··· Bloco de texto
No ano de 2021, houve uma taxa de troca de 20% nos municípios, coincidindo com o primeiro ano de gestão municipal e o ápice da pandemia. No ano seguinte, o índice pulou para 35%. No ano passado, ficou em 12%.
"Com o ano eleitoral em vista, é crucial que a saúde pública seja uma prioridade nas discussões políticas, dada a certeza do impacto que a instabilidade na gestão municipal pode ter sobre o sistema de saúde como um todo", reforça Reple Sobrinho.
Na sua opinião, o problema não é apenas a troca do secretário municipal, mas quando isso se estende a toda equipe técnica. "O gestor inteligente que assume [a secretaria], tem que deixar o segundo e terceiro escalão pelo menos um período com a equipe anterior até ele tomar pé. Mas a gente sabe que muitas vezes ele entra e troca todo mundo. Aí tem muito impacto negativo."
Na avaliação de Rudi Rocha, da FGV, é muito importante que os municípios tenham um corpo de servidores/as experientes e estáveis para garantir a continuidade dos serviços e políticas em momentos de transição. "Infelizmente, isso é bastante difícil em municípios menores e sem recursos adequados."
Juliana Ramalho, gerente de projetos e saúde pública da Impulso Gov, organização sem fins lucrativos que atua fomentando uso de dados e tecnologia na gestão pública, conta que projetos voltados a fortalecer a atenção primária já ficaram paralisados ou atrasados por falta de repasse de informações essenciais pela gestão anterior.
Um desafio adicional gerado pelo processo eleitoral e pela troca de secretários é a substituição da pessoa responsável pela gestão da atenção primária. "Para nossos projetos, isso implica na necessidade de reapresentar os objetivos, resultados anteriores e demonstrar os impactos positivos gerados na vida dos usuários atendidos pelo SUS."
······
*Lista de exercícios:*
1: Como o texto descreve a Impulso Gov?
2: Liste todas as pessoas que o texto menciona pelo nome.
3: Diga se cada afirmação concorda com o texto: (a) em 2021, a taxa de troca nos municípios foi de 12%; (b) Rudi Rocha é da FGV; (c) para Rudi Rocha, manter servidores experientes e estáveis é fácil em municípios menores.
··· Dados para análise
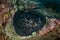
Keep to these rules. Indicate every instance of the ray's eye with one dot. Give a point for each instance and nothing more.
(27, 22)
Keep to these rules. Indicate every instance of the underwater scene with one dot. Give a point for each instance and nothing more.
(29, 19)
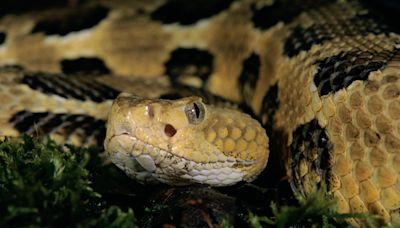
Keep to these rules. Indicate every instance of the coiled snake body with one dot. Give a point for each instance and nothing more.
(321, 77)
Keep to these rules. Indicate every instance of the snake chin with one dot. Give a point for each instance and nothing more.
(150, 165)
······
*Respostas esperadas:*
1: É uma organização sem fins lucrativos que atua fomentando uso de dados e tecnologia na gestão pública.

2: Reple Sobrinho; Rudi Rocha; Juliana Ramalho

3:
(a) Não: "No ano de 2021, houve uma taxa de troca de 20% nos municípios".
(b) Sim: "Na avaliação de Rudi Rocha, da FGV".
(c) Não: "Infelizmente, isso é bastante difícil em municípios menores e sem recursos adequados."